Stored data
********
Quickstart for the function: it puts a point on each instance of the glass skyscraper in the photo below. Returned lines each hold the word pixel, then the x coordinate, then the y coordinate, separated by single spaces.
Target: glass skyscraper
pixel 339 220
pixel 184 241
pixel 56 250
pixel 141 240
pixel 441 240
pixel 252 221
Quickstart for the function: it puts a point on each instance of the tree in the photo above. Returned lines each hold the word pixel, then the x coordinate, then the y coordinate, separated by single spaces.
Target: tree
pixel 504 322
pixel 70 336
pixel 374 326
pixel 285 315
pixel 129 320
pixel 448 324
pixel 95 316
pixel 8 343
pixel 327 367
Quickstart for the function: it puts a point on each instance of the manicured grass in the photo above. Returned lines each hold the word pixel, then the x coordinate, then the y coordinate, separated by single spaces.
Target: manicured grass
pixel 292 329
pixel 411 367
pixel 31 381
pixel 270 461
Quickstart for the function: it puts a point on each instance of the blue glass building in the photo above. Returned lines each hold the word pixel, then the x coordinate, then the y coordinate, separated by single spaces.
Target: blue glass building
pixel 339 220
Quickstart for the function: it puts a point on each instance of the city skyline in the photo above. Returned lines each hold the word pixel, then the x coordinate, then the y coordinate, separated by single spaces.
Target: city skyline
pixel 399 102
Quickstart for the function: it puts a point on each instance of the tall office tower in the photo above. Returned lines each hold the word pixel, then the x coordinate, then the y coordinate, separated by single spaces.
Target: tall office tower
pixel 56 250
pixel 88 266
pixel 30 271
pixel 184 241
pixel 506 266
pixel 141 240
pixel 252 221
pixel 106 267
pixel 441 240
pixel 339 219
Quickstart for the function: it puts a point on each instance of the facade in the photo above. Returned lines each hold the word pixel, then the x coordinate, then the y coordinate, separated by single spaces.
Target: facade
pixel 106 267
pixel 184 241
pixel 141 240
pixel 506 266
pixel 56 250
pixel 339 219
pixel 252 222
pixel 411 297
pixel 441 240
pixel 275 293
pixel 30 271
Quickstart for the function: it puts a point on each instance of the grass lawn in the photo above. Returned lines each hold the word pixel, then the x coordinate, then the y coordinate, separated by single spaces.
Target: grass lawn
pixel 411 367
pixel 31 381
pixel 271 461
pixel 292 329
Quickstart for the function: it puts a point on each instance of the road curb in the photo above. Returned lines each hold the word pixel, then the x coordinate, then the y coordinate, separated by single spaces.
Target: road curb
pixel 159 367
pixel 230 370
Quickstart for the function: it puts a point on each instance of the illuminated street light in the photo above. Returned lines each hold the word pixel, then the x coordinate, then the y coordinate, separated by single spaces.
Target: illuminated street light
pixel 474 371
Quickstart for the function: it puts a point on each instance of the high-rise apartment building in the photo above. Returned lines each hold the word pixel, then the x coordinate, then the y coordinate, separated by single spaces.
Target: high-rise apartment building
********
> [SHORT PROBLEM]:
Could you give every row above as a numbered list, leaving out any blank lines?

> [OUTPUT OF THE TASK]:
1. Quickstart for the function: it puts a point on each instance of the glass skyscraper in the photo below. Returned lines each hold the word pixel, then the x coordinate, then the y coordinate, separated by single spaces.
2. Target: glass skyscraper
3. pixel 339 220
4. pixel 184 241
5. pixel 56 250
6. pixel 141 240
7. pixel 441 240
8. pixel 252 221
9. Quickstart for the function: it puts a point on each instance of the tree in the photo above. Returned lines each hold the word pixel, then the x coordinate, then the y coordinate, separated by single spaces.
10. Target: tree
11. pixel 504 322
12. pixel 70 336
13. pixel 374 326
14. pixel 285 315
15. pixel 129 320
16. pixel 448 324
17. pixel 95 316
18. pixel 8 343
19. pixel 327 367
20. Quickstart for the function: it puts a point on each instance of the manicured grass in the photo above. Returned lines each hold the word pixel, then the x coordinate, then the y coordinate, separated by single spaces.
21. Target: manicured grass
22. pixel 292 329
23. pixel 411 367
24. pixel 31 381
25. pixel 270 461
26. Quickstart for the function: it puts a point on each instance of the blue glass building in the photo above. Returned lines each hold the word pixel, then the x coordinate, then the y coordinate, separated by single spaces.
27. Target: blue glass building
28. pixel 339 220
29. Quickstart for the function: it puts a point on each instance of the city skyline in the photo above. Returned lines each hold the word pixel, then the x coordinate, then the y coordinate, separated by single spaces.
30. Target: city skyline
31. pixel 399 102
32. Quickstart for the function: it puts a point on each instance of the tall office tower in the photo above. Returned lines each hold the word pixel, then the x coordinate, then the y coordinate, separated by single spaces.
33. Target: tall office tower
34. pixel 56 250
35. pixel 88 266
36. pixel 30 271
37. pixel 184 241
38. pixel 506 266
39. pixel 141 240
40. pixel 252 221
41. pixel 106 267
42. pixel 441 240
43. pixel 339 219
44. Quickstart for the function: it puts a point on each instance of the facade in the photo above. Returned lines each hold the word pixel, then the x coordinate, then the y coordinate, separated by single spaces.
45. Target: facade
46. pixel 106 267
47. pixel 184 241
48. pixel 141 240
49. pixel 506 266
50. pixel 56 250
51. pixel 339 219
52. pixel 252 222
53. pixel 411 297
54. pixel 441 240
55. pixel 275 293
56. pixel 30 271
57. Quickstart for the function: it puts a point on each instance of the grass lawn in the photo above. Returned lines each hold the word pixel, then the x coordinate, then the y coordinate, separated by single spaces.
58. Target: grass lawn
59. pixel 411 367
60. pixel 31 381
61. pixel 271 461
62. pixel 292 329
63. Quickstart for the function: it puts a point on each instance of the road curb in the photo above. Returned lines each hold the word pixel, then the x coordinate, then the y coordinate, separated by single spaces.
64. Target: road curb
65. pixel 159 367
66. pixel 230 370
67. Quickstart for the function: it puts a point on each instance of the illuminated street light in the photo above. Returned lines each hold the word pixel, then the x coordinate, then the y coordinate, separated by single spaces.
68. Target: illuminated street light
69. pixel 474 371
70. Quickstart for the function: it puts a point on each instance of the high-rise apartment building in the photo above. Returned lines each hold the word pixel, then the x coordinate, then the y coordinate, separated by single spaces.
71. Target: high-rise apartment building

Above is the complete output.